> _Text shown_:
A steroid injection in or around a tendon, in a bursa or into a joint may be offered to reduce pain and inflammation. Please note that not everyone will have a positive lasting response following the injection. You may find the following information useful.

What is being injected? 

The injection consists of two medications: a steroid (Depomedrone or Triamcinolone) and a local anaesthetic numbing agent (Lignocaine and/or Marcaine).

What should I do afterwards? 

It is recommended that you should avoid any strenuous activities for approximately 48 hours. Appointments for physiotherapy should be deferred for at least 3-4 days. 

What are the side-effects ? 

Vaso-vagal syncope: Some patients may feel faint after an injection. If this happens, you will be asked to lie down for a short while to recover. 
Steroid Flare-up: There is a possibility of an increase in pain for 24 hours after the injection. This is called a 'steroid flare'. You may wish to pre-emptively take some pain-relieving tablets for a day or two after the injection. The pain will usually ease on its own. You should rest the affected joint and apply ice to the area.

> _Raw data_:

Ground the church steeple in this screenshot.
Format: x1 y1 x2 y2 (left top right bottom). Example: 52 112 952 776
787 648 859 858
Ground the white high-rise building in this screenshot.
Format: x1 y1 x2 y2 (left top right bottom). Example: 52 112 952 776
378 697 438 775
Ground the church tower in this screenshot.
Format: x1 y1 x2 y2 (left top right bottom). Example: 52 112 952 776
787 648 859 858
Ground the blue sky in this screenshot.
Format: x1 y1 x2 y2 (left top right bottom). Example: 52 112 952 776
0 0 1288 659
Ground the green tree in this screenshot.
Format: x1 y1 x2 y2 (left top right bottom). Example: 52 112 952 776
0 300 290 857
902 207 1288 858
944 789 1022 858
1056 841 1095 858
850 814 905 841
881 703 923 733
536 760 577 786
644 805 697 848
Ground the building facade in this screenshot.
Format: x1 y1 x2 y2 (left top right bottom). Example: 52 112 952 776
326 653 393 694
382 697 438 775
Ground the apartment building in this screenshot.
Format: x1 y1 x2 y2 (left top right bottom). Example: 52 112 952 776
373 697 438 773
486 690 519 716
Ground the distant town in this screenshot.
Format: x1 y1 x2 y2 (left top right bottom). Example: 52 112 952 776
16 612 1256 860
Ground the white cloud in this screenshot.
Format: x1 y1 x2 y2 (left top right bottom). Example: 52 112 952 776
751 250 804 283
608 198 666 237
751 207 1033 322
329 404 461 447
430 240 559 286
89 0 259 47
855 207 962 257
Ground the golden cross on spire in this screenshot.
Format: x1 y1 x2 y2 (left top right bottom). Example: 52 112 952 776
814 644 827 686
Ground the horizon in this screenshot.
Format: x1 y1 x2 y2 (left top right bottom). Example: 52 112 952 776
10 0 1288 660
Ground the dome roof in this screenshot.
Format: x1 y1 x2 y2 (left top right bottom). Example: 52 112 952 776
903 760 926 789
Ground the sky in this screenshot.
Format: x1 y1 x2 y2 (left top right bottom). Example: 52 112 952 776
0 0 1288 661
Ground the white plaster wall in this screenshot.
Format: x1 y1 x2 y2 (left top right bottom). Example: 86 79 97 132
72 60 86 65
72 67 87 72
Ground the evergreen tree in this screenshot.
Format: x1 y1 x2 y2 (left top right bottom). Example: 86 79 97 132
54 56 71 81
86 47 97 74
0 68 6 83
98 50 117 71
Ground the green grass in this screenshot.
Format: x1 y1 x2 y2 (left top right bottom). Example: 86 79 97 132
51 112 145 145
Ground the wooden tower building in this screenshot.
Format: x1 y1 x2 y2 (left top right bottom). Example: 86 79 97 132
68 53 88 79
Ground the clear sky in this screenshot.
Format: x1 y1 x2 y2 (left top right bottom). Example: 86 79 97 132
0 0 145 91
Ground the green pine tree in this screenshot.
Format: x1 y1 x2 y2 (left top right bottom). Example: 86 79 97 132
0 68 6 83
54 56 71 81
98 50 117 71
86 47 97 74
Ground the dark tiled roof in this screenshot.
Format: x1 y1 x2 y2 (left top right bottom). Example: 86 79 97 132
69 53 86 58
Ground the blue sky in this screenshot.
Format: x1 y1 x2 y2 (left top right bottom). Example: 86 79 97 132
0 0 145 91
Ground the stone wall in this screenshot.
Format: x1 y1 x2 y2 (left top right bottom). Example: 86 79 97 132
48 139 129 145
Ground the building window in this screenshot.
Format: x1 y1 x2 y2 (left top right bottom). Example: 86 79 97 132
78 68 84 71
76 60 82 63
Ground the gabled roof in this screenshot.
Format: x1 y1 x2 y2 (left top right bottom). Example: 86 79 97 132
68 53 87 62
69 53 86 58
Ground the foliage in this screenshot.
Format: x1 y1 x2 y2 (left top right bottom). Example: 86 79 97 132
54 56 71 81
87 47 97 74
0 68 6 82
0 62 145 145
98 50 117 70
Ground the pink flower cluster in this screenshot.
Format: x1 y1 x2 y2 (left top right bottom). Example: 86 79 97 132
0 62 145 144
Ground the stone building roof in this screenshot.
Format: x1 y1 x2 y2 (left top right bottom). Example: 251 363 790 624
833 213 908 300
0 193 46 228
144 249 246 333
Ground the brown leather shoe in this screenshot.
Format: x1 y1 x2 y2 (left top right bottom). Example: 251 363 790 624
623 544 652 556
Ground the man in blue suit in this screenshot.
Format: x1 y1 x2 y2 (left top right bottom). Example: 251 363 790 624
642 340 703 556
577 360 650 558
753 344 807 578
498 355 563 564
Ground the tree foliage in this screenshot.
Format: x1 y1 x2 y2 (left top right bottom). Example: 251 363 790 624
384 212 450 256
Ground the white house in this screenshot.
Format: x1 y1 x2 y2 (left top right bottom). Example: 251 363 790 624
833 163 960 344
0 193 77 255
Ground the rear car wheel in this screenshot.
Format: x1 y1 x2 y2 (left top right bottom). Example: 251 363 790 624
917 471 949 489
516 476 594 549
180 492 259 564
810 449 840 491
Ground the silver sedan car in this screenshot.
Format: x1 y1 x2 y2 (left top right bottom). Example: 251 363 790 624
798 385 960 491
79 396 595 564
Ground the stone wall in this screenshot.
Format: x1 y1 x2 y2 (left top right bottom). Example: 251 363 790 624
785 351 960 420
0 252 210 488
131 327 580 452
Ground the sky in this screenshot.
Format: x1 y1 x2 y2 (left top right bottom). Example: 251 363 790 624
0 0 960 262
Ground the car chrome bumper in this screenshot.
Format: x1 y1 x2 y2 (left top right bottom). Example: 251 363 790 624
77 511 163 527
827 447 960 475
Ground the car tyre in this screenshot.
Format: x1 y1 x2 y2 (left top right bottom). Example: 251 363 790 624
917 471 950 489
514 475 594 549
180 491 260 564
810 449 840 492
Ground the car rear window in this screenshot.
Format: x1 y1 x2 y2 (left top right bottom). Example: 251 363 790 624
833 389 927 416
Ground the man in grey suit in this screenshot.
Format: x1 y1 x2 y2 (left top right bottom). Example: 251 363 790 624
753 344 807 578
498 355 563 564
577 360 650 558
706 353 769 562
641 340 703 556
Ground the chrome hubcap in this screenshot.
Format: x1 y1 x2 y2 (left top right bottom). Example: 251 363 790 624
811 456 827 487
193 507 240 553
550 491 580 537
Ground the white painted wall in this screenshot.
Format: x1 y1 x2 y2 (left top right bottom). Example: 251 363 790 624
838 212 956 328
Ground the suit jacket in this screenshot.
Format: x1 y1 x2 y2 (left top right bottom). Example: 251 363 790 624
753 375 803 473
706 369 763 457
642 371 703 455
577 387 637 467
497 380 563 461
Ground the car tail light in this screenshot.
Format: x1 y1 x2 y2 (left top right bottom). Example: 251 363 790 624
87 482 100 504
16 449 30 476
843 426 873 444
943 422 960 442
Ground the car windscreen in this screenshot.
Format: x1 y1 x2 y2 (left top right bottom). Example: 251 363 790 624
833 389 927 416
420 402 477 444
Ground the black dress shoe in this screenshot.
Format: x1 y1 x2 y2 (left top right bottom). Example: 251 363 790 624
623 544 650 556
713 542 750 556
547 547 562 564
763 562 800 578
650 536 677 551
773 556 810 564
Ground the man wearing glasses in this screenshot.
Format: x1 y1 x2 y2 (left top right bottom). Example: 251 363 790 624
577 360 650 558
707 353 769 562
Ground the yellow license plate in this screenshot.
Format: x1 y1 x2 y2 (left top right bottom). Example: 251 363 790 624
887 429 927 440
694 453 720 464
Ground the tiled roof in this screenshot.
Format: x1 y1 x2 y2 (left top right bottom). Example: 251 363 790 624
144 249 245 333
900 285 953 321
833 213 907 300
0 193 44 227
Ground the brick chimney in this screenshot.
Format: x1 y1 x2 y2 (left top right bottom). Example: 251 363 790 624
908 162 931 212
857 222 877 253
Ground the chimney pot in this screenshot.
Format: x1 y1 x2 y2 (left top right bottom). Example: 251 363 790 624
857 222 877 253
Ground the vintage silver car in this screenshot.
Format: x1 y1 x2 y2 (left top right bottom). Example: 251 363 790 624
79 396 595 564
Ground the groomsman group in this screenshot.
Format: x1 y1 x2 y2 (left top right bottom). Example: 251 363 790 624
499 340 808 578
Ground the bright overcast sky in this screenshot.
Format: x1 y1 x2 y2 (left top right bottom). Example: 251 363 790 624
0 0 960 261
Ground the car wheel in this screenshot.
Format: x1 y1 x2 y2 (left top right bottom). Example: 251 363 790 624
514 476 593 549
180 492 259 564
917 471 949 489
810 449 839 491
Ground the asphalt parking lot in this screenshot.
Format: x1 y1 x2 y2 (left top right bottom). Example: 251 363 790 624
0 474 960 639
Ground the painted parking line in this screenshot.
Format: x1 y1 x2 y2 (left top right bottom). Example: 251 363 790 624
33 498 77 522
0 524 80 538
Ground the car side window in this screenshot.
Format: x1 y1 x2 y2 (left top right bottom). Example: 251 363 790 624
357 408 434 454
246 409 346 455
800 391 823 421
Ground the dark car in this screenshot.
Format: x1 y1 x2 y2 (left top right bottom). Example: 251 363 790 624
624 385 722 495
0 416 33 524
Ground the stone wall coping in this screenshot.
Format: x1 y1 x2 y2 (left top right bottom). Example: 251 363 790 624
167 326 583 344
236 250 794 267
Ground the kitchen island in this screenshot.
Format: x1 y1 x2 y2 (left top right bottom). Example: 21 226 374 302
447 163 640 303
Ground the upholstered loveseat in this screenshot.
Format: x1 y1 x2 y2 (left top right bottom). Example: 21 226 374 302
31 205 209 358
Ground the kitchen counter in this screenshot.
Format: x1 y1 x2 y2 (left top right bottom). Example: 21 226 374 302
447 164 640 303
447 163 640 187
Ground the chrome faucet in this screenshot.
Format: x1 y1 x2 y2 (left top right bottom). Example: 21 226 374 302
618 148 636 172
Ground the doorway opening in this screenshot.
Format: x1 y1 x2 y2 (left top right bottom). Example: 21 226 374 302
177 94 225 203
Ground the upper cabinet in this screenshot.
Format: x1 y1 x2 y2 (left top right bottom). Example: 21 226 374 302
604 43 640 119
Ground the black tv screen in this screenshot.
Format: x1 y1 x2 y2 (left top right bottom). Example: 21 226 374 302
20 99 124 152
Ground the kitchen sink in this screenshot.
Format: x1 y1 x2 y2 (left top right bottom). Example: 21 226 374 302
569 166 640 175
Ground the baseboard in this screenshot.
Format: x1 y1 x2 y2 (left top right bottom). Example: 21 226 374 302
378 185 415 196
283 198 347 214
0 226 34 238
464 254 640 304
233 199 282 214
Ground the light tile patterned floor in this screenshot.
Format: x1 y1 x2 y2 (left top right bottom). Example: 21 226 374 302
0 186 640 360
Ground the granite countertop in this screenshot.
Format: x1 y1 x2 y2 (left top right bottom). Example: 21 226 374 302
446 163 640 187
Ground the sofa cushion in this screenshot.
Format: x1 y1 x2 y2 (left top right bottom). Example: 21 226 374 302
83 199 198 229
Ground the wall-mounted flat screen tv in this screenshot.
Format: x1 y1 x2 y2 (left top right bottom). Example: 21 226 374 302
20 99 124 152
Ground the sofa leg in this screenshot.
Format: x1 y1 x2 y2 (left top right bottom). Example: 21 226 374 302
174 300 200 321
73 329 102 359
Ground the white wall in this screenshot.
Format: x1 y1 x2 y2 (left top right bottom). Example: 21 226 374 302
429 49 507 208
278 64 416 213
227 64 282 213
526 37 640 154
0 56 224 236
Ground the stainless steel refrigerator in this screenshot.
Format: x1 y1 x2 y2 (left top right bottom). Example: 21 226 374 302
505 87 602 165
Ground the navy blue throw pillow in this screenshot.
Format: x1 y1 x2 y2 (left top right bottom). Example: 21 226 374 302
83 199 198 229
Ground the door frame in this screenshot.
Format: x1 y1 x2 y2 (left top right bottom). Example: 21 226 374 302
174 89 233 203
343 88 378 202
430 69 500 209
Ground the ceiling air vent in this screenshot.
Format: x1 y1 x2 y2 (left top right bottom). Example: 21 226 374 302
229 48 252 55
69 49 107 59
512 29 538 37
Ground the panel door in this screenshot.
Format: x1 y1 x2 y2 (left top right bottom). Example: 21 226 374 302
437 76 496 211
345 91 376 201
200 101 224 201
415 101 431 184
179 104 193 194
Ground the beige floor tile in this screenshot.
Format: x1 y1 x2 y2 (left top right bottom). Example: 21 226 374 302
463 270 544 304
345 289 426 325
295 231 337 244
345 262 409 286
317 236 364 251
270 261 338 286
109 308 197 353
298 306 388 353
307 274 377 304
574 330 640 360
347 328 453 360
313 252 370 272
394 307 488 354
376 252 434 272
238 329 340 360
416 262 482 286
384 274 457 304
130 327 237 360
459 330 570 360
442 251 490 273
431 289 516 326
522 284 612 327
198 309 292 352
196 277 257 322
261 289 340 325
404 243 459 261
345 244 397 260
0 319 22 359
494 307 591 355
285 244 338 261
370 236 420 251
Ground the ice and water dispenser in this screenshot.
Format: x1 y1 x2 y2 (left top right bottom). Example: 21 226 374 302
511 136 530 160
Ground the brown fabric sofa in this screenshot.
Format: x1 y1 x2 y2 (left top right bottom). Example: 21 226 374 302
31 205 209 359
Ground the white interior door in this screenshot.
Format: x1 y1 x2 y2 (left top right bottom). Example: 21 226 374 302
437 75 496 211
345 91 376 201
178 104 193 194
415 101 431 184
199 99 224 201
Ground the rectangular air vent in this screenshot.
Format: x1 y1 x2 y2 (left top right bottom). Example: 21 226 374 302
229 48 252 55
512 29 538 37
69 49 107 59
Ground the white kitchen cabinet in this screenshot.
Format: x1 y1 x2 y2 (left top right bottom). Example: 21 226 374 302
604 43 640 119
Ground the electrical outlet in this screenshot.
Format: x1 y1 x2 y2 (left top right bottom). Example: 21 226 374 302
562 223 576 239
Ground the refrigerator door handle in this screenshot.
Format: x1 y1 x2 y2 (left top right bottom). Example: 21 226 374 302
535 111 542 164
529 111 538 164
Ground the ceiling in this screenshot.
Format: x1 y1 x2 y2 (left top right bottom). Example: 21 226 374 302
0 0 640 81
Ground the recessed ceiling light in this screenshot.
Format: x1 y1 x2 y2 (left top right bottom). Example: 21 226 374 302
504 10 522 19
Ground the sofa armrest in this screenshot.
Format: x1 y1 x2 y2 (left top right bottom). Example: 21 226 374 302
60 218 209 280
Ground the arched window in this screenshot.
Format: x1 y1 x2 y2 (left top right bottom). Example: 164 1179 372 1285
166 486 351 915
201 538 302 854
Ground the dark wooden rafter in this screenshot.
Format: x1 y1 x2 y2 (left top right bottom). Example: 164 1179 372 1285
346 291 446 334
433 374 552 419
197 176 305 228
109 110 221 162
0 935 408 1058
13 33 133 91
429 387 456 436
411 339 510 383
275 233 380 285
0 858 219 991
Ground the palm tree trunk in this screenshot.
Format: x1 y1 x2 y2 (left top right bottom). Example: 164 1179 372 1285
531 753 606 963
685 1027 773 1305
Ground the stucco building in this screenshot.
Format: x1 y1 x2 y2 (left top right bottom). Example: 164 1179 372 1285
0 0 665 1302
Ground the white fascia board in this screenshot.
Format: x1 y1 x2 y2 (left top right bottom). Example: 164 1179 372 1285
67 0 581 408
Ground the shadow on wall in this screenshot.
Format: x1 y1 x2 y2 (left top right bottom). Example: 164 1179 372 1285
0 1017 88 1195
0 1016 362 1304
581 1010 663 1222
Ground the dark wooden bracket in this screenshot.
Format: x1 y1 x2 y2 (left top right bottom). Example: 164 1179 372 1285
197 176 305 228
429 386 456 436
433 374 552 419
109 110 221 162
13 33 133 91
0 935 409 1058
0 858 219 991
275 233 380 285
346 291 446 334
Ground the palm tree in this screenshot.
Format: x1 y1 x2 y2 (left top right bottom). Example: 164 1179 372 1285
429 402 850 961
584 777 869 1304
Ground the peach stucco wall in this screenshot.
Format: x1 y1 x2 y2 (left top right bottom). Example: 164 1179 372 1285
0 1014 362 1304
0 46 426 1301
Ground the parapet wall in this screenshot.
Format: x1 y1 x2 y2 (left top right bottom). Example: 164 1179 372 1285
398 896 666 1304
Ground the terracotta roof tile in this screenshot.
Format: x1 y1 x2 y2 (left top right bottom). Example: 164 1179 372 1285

> _Exercise brief_: In the text on steroid injections, for about how long should strenuous activities be avoided after the injection?

> _Worked solution_: Approximately 48 hours.